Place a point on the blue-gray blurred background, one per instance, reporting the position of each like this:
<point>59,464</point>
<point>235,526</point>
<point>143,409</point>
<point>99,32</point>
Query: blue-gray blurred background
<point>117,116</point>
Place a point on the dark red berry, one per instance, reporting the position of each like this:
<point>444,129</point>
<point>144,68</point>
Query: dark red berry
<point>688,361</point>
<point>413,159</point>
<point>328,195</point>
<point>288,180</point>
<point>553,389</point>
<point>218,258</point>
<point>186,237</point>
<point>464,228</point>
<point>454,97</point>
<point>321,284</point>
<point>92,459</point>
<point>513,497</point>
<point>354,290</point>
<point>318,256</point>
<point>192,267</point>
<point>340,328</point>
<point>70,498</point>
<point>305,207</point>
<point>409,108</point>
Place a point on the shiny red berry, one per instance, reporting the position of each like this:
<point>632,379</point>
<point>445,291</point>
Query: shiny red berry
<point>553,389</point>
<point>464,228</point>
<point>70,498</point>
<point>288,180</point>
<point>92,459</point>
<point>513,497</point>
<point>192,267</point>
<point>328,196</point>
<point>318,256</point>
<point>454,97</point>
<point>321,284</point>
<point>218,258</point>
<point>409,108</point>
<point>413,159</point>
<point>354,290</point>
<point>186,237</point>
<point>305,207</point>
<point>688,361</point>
▬▬▬
• **DESCRIPTION OF THE TASK**
What's wanted here is every record, retyped exactly as shown above.

• **TASK OUTPUT**
Place a point on the blue-gray blurred background, one per instance, reporting the position of each like this:
<point>59,464</point>
<point>235,526</point>
<point>143,409</point>
<point>99,32</point>
Query: blue-gray blurred background
<point>117,116</point>
Place a point on the dark red berry, one per instance, reporting the position of each like this:
<point>444,129</point>
<point>144,68</point>
Query: dark red berry
<point>688,361</point>
<point>413,159</point>
<point>328,195</point>
<point>288,180</point>
<point>553,389</point>
<point>218,258</point>
<point>186,237</point>
<point>464,228</point>
<point>454,97</point>
<point>321,284</point>
<point>92,459</point>
<point>513,497</point>
<point>354,290</point>
<point>318,256</point>
<point>192,267</point>
<point>340,328</point>
<point>70,498</point>
<point>305,207</point>
<point>409,108</point>
Place a point on the shiny red berry, one per instance, reporting the position of each like this:
<point>632,379</point>
<point>445,291</point>
Query: shiny red berry
<point>553,389</point>
<point>464,228</point>
<point>70,498</point>
<point>288,180</point>
<point>92,459</point>
<point>513,497</point>
<point>192,267</point>
<point>328,196</point>
<point>318,256</point>
<point>454,97</point>
<point>321,284</point>
<point>218,258</point>
<point>409,108</point>
<point>413,159</point>
<point>354,290</point>
<point>186,237</point>
<point>305,207</point>
<point>688,361</point>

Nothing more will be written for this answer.